## Passage for review:
>>>>

SHAPE Probing Reveals Human rRNAs Are Largely Unfolded in Solution.

Chemical probing experiments, coupled with empirically determined free energy change relationships, can enable accurate modeling of the secondary structures of diverse and complex RNAs. A current frontier lies in modeling large and structurally heterogeneous transcripts, including complex eukaryotic RNAs. To validate and improve on experimentally driven approaches for modeling large transcripts, we obtained high-quality SHAPE data for the protein-free human 18S and 28S ribosomal RNAs (rRNAs). To our surprise, SHAPE-directed structure models for the human rRNAs poorly matched accepted structures. Analysis of predicted rRNA structures based on low-SHAPE and low-entropy (lowSS) metrics revealed that, whereas ∼75% of Escherichia coli rRNA sequences form well-determined lowSS secondary structure, only ∼40% of the human rRNAs do. Critically, regions of the human rRNAs that specifically fold into well-determined lowSS structures were modeled to high accuracy using SHAPE data. This work reveals that eukaryotic rRNAs are more unfolded than are those of prokaryotic rRNAs and indeed are largely unfolded overall, likely reflecting increased protein dependence for eukaryotic ribosome structure. In addition, those regions and substructures that are well-determined can be identified de novo and successfully modeled by SHAPE-directed folding.

<<<<

Items from a dataset:
>>>>

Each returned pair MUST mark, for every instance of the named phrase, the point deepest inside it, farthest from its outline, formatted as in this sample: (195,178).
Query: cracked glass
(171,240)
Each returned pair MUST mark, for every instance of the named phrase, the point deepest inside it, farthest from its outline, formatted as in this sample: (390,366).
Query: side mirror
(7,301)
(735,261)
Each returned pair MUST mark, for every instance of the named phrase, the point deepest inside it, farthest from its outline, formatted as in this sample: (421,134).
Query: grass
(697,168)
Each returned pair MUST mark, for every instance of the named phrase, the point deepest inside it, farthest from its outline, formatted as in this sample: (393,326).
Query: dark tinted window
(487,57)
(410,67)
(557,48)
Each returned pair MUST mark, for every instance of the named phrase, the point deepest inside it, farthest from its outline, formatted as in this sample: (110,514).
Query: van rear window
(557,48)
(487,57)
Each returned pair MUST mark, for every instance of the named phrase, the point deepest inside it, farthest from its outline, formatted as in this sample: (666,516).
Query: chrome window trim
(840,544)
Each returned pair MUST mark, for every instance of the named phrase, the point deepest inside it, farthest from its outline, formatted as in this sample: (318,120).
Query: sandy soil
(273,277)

<<<<
>>>>

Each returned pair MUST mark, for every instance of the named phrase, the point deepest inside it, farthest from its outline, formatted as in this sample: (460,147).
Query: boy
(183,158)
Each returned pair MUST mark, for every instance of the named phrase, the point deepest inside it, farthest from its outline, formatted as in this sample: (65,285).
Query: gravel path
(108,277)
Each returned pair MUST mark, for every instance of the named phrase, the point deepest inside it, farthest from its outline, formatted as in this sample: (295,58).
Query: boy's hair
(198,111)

<<<<
>>>>

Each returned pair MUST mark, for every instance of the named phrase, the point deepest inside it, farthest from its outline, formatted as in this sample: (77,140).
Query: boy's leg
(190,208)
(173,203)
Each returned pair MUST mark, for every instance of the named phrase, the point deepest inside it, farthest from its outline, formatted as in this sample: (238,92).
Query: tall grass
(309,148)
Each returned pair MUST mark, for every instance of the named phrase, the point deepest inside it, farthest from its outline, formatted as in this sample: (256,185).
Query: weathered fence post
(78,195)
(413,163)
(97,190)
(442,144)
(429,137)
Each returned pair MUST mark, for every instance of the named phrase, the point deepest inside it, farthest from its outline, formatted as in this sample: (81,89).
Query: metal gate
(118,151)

<<<<

## Apply what you read:
(1) Answer these questions about the abstract on human rRNA folding:
(a) For which RNAs did the researchers obtain SHAPE data?
(b) What share of Escherichia coli rRNA sequences form well-determined lowSS secondary structure, and what share of the human rRNAs do?
(c) What does the abstract give as the likely reason eukaryotic rRNAs are more unfolded?
(2) Summarize the abstract on human rRNA folding in two sentences.
Answer from the abstract alone, not from the listing.

## Numbered responses:
(1)
(a) The protein-free human 18S and 28S ribosomal RNAs (rRNAs).
(b) About 75% of Escherichia coli rRNA sequences, compared with only about 40% of the human rRNAs.
(c) Increased protein dependence for eukaryotic ribosome structure.

(2) SHAPE-directed structure models of the protein-free human 18S and 28S rRNAs poorly matched accepted structures, and lowSS analysis showed that only about 40% of the human rRNAs form well-determined structure, compared with about 75% for Escherichia coli. The work concludes that eukaryotic rRNAs are largely unfolded, likely because their ribosome structure depends more on proteins, while their well-determined regions can be identified de novo and modeled accurately with SHAPE data.